§ **Teks Bacaan**:
"""

Strategi dan taktik mediasi

Ada banyak taktik yang dapat dilakukan mediator ketika melakukan intervensi. Penggunaan taktik mediasi amat tergantung pada aneka faktor dan suasana suasana. Contoh-contoh taktik:
  1. mengusahakan supaya pihak-pihak yang bertikai menerima mediasi
  2. mengusahakan supaya pihak-pihak yang bertikai mempercayai mediator
  3. mengusahakan supaya pihak-phak yang bertikai mempercayai proses mediasi.
  4. mengumpulkan informasi
  5. menjalin hubungan (rapport) dengan pihak-pihak yang terlibat
  6. mengontrol komunikasi di antara pihak-pihak yang bertikai (e.g. dengan caucus)
  7. mengidentifikasi masalah, isu, posisi.
  8. menyeimbangkan hubungan kekuasaan yang timpang
  9. membantu menyelamatkan muka

Perilaku mediator

Perilaku mediator, yaitu taktik dan strategi apa yang akan ia gunakan, ditentukan oleh konteks mediasi, tujuan atau sasaran mediator, dan persepsi mediator. Beberapa pilihan strategis bagi prilaku mediator adalah:
  1. Problem solving atau integrasi, yaitu usaha menemukan jalan keluar “menang-menang”. Salah satu perkiraan mengatakan bahwa mediator akan menerapkan pendekatan ini bila mereka memiliki perhatian yang besar terhadap aspirasi pihak-pihak yang bertikai dan menganggap bahwa jalan keluar menang-menang sangat mungkin dicapai.

"""

§ **Data yang Diberikan**:

"""

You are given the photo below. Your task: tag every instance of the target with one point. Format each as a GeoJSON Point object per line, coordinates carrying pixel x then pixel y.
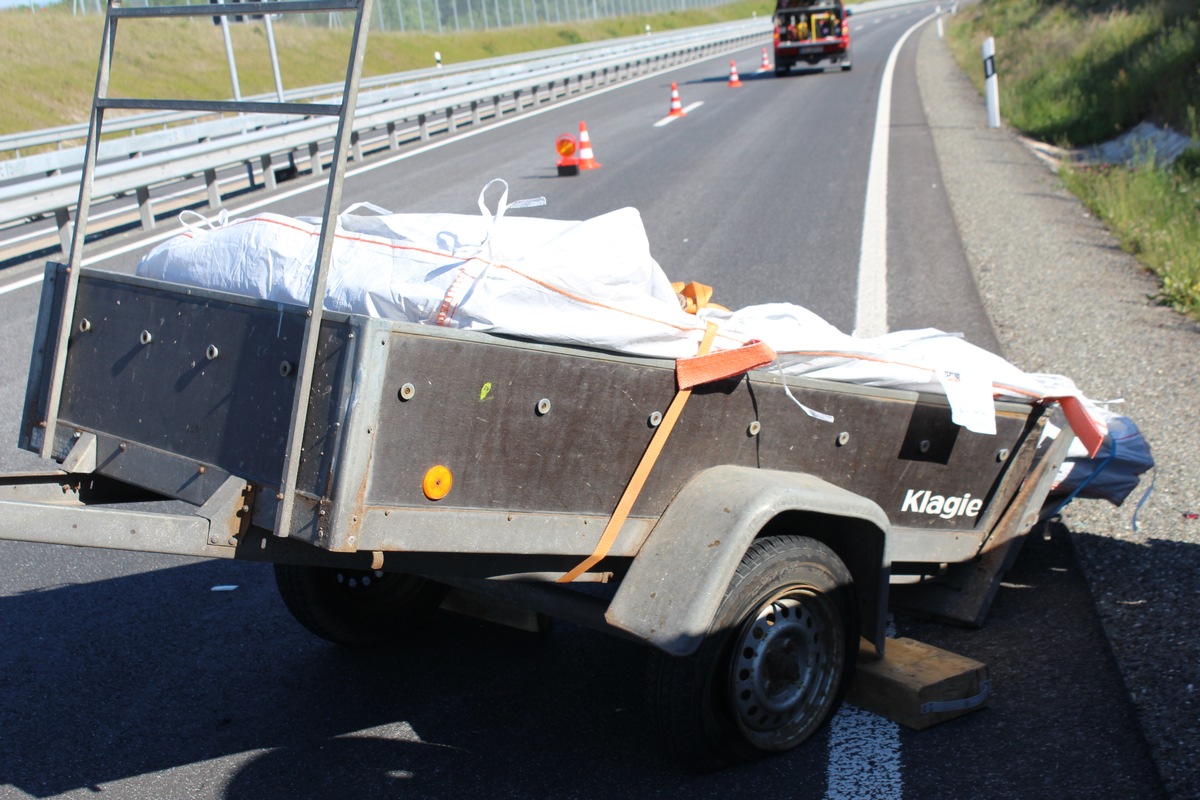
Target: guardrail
{"type": "Point", "coordinates": [262, 137]}
{"type": "Point", "coordinates": [445, 76]}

"""

§ **Soal Latihan**:
(a) Menurut teks bacaan, apa yang dimaksud dengan problem solving atau integrasi?
(b) Terjemahkan kalimat "Ada banyak taktik yang dapat dilakukan mediator ketika melakukan intervensi." dari teks bacaan ke dalam bahasa Inggris.
(c) Sebutkan semua hal yang menurut teks bacaan menentukan perilaku mediator.
Daftar di atas tidak diperlukan untuk mengerjakan latihan ini.

§ **Jawaban Latihan**:
(a) Usaha menemukan jalan keluar “menang-menang”.

(b) There are many tactics that a mediator can employ when intervening.

(c) Konteks mediasi, tujuan atau sasaran mediator, dan persepsi mediator.